Revisiting Kathmandu

I was back in my favouritest country in the world a couple of weeks ago. I visited Kathmandu on a business trip, where I spoke to a couple of audiences and met some of the leading clinicians there, hoping to kick start stem cell therapy in Nepal.
This was the first time that I have been back to the heart of Nepal since I left Pokhara on the last day of 2003.I remember that the mountains had given me a grand farewell; the entire Dhaulagiri, Annapurna, Macchapuchare range was visible in grand splendour throughout the entire month of December that year.
This time I was coming to a rain soaked Kathmandu. The rains have been particularly heavy this year I was told. The clouds barely lifted, and even when they did, we could just see the mountains ringing the Kathmandu Valley, the snow ranges remained hidden.
The Airport is just the same as ever, there has not been much renovation or modernization over the past 6 years. It would have been difficult, considering what the nation has been through over the past few years. The smiling faces however were as familiar as ever as I was met by the hotel representative and ushered into a slightly dilapidated bus.
On the way to Hotel Annapurna where I was staying, I was able to take stock of the changes that struck me. The city was dusty, even the incessant rain seemed to have been unable to tackle the dust. There was construction, of a particularly hideous type, very typical of North Indian cities on everywhere. Five story and four story constructions, mostly windowless and stark and unlovely were coming up, probably to house the large numbers of people who have flocked here to escape the lawless countryside.
The Dubar Marg has been divided by into two lanes by a set of plastic road markers. The traffic is horrendous. It is difficult to believe that in 1978 we used to loll over this road and take photographs of the smart young policeman who stood in guard outside the Nayanhitty palace. The palace has of course been converted to a museum, the royals having been expelled from the site of many misdeeds and perhaps many good deeds as well.
One morning I ventured out to check the Tushita Hotel, where we used to stay during our Kathmandu trips. This hotel was on the Kanti Path, very close to the grand building of the Election Commission. It was a home away from home for most of the impecunious teachers of the Manipal College at Pokhara as they offered a special cut rate for accommodation. The staff was very welcoming, the rooms comfortable, and the dining room downstairs had a lovely central stove, and wood fed which kept you as warm as toast even on wintry evenings. The buses to Pokhara left just opposite the road and the bell boy would carry your bags across the street and put you safely on the bus when you left in the early morning.

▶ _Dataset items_
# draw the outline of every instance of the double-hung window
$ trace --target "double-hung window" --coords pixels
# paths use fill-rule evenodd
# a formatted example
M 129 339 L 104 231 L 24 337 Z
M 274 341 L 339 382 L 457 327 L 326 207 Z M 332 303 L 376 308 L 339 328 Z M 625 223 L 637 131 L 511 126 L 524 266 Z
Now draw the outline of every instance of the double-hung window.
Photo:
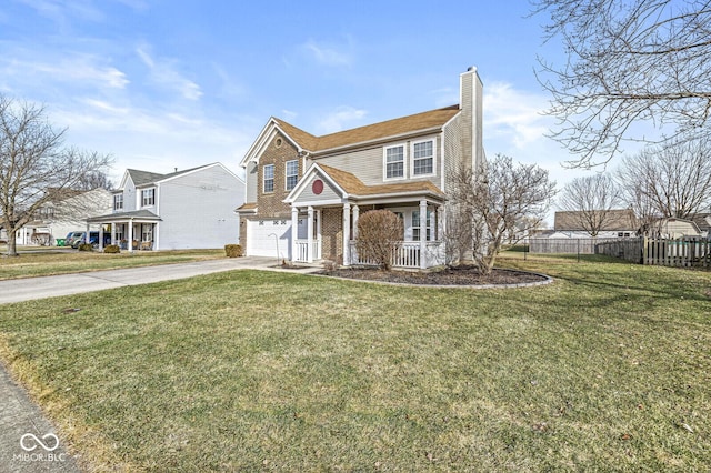
M 141 191 L 141 207 L 156 204 L 156 189 L 143 189 Z
M 412 241 L 420 241 L 422 228 L 420 227 L 420 211 L 412 211 Z M 432 212 L 427 211 L 424 241 L 432 241 Z
M 404 178 L 404 145 L 385 148 L 385 179 Z
M 296 159 L 287 161 L 287 190 L 290 191 L 297 187 L 299 180 L 299 161 Z
M 412 174 L 427 175 L 434 173 L 434 142 L 420 141 L 412 144 Z
M 274 192 L 274 164 L 264 165 L 263 191 Z

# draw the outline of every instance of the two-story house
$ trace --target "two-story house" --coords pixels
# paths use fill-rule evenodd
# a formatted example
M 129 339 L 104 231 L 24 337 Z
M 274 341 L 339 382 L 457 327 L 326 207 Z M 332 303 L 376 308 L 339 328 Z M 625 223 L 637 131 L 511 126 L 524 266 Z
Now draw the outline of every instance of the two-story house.
M 394 265 L 442 264 L 451 173 L 484 159 L 474 68 L 458 105 L 321 137 L 271 118 L 241 161 L 240 241 L 248 255 L 358 264 L 359 215 L 389 209 L 404 223 Z
M 113 212 L 87 219 L 87 233 L 107 229 L 128 251 L 222 248 L 238 242 L 243 202 L 244 181 L 219 162 L 169 174 L 128 169 Z

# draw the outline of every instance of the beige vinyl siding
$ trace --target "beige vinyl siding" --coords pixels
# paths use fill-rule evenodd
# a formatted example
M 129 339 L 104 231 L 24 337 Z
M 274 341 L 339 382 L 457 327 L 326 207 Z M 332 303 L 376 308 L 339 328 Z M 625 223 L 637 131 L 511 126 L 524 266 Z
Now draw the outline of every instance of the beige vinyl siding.
M 323 191 L 319 195 L 314 194 L 311 188 L 311 185 L 313 184 L 313 181 L 316 181 L 317 179 L 320 179 L 321 181 L 323 181 Z M 301 192 L 301 194 L 299 195 L 299 199 L 297 199 L 297 204 L 306 204 L 314 201 L 337 200 L 337 199 L 341 199 L 341 195 L 338 192 L 338 190 L 333 188 L 329 183 L 329 181 L 327 181 L 322 177 L 316 175 L 314 178 L 311 178 L 309 180 L 309 183 L 304 188 L 303 192 Z
M 461 135 L 461 115 L 455 117 L 447 127 L 444 127 L 444 177 L 442 191 L 448 192 L 451 185 L 451 177 L 457 172 L 459 163 L 463 161 Z
M 433 174 L 425 178 L 412 175 L 412 143 L 427 141 L 428 139 L 434 140 L 433 154 L 434 167 Z M 410 140 L 399 140 L 388 143 L 383 143 L 377 147 L 370 147 L 352 152 L 332 154 L 326 157 L 319 157 L 316 159 L 317 163 L 330 165 L 332 168 L 340 169 L 342 171 L 350 172 L 358 177 L 365 185 L 379 185 L 387 182 L 383 179 L 383 149 L 390 145 L 403 144 L 405 147 L 405 178 L 402 181 L 424 181 L 429 180 L 434 185 L 441 185 L 441 139 L 438 134 L 430 134 L 424 137 L 418 137 Z
M 250 162 L 247 164 L 247 201 L 257 202 L 257 188 L 259 187 L 259 164 Z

▶ _PROMPT A_
According to the Kathmandu account, when did the writer leave Pokhara?
▶ _PROMPT B_
Continue the Kathmandu account from the point at which it stops.
The items were taken from a source unrelated to the Kathmandu account.

▶ _RESPONSE A_
The writer left Pokhara on the last day of 2003.

▶ _RESPONSE B_
But alas, Tushita has gone. I was unable even to identify the building. Perhaps it has been demolished and a new building come up in its stead? The entire block was full of shops, internet cafes and a tailor’s shop, but Tushita has gone, leaving not a wrack behind!
The Bir Hospital where I spoke on the invitation of the Vice Chancellor was also unchanged, the steep stairs to the auditorium was the same. A motley audience turned up to hear me speak, but the quality of discussion was as I remembered it, sharp and knowledgeable.
I did not go to Pokhara. Perhaps I should not. I sometimes am afraid to disturb the memories of the golden days we spent there by confronting the reality. It is quite possible that my memories are not truthful I remember a Pokhara that never was. But to myself, many of the students I encounter and to my fellow faculty members, Pokhara during the first half of this decade was a dream land, all the days seemed to be full of sunshine and laughter and parties and excursions.
Kathmandu disappointed, will Pokhara do the same?


y-axis! said…
i love your writing these days. is it you who has become better or me who has turned more receptive? i do not know the answer but i wish i keep reading similar tales in days to come.
I share your feelings on this. I dont know if this is because we remember things the way we would like to, and as time passes and things change, they disappoint us.

Every time I visit Darjeeling (my favoritest), I hear the familiar lament of how crowded it is and how rapidly development is devouring the beauty of the town. After the thinking that your post initiated, I will visit again, but this time without any expectations, maybe as if I were visiting for the first time.